- **TRECHO DO TEXTO**:

++++++++++

O cenário magnifico do vale de Wadi AlFann se transformará, a exemplo, no mais vasto parque de arte ambiental do mundo, enquanto o Centre Pompidou foi indicado pelas mídias como o próximo museu a abrir uma sede nessa latitude, aprontando desse jeito também o fechamento do edifício parisiense cujas galerias estarão em remodelação ao longo dos próximos três anos.

Desert_X, 2022

Voltando ao presente, inaugurou-se oficialmente com a mostra Fame a colaboração entre ArtsAlUla (entidade pertencente ao RCU) e o Andy Warhol Museum em Pittsburgh (EUA).

Curada por Patrick Moore, diretor da instituição, Fame é uma pequena exposição perfeitamente encaixada nos temas fundamentais que a jovem Arábia – a população saudita têm uma idade meia abaixo dos 35 anos- está a enfrentar.

“A mostra é de entender-se como uma introdução às novas gerações de cada lugar do mundo, incluindo as árabes, aos aspectos da arte de Warhol mais fascinante para eles”  – relata o curador, acrescentando: “cada dia os mais novos pesquisam ídolos e referencias, tais como Warhol, ainda criança, observava o cinema e a publicidade como meios para fugir da realidade da província americana”.

++++++++++

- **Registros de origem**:

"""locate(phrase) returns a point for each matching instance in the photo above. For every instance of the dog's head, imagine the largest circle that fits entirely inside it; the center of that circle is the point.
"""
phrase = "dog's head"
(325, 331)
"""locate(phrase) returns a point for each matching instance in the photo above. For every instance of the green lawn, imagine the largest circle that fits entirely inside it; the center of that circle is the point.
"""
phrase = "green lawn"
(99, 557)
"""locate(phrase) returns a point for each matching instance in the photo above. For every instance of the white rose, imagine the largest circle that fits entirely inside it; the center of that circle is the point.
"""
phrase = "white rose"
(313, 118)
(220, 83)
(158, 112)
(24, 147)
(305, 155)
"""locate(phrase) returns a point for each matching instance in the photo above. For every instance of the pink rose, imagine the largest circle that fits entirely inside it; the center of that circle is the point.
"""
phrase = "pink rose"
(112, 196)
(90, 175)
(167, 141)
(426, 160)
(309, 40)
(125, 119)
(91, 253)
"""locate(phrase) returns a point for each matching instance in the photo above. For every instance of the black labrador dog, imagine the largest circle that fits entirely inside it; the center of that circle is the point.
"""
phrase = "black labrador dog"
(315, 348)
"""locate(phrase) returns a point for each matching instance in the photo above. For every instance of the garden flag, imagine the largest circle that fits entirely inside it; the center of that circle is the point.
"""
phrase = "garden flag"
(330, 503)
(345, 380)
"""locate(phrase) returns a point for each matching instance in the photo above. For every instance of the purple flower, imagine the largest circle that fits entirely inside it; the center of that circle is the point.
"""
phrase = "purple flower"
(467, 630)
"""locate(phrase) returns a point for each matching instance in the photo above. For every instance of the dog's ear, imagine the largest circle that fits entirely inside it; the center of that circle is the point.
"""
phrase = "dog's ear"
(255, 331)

++++++++++

- **TAREFAS A REALIZAR**:
a: No trecho sobre a exposição Fame, quem é o curador da mostra?
b: Dê continuidade ao trecho sobre a exposição Fame a partir da última frase dele.

- **RESPOSTAS POR TAREFA**:
a: Patrick Moore, diretor da instituição.

b:
Fala-se, evidentemente, de investigar uma nova identidade: qual melhor ocasião para os mais novos desta vasta área geográfica, profundamente conscientes do próprio futuro como do aventuroso passado, começar a refletir sobre as imagens globais da atualidade ajudados pelos mitos desenhados por Warhol, e mitificados exatamente graças ao trabalho dele?

Eis que a história do ocidente chega a Maraya, partindo próprio por um espelho colocado a entrada da mostra: o instrumento do amor de Narciso por si mesmo é a ferramenta para explorar os dobramentos da personalidade -a nossa como a das celebridades, relembrando também o celebre assunto do poeta Rimbaud, “Eu é um outro”.

Treze Screen Tests – as curta-metragem-retratos diretos de Warhol nos anos entre 1964 e 1966, registrando os vultos dos cantores Lou Reed e Nico, do ator e colecionador Dennis Hopper, dos modelos Joe Dallessandro e Edie Sedgwick entre centenas de outros, são a antecipação para entrar no coração de Fame, na sala central.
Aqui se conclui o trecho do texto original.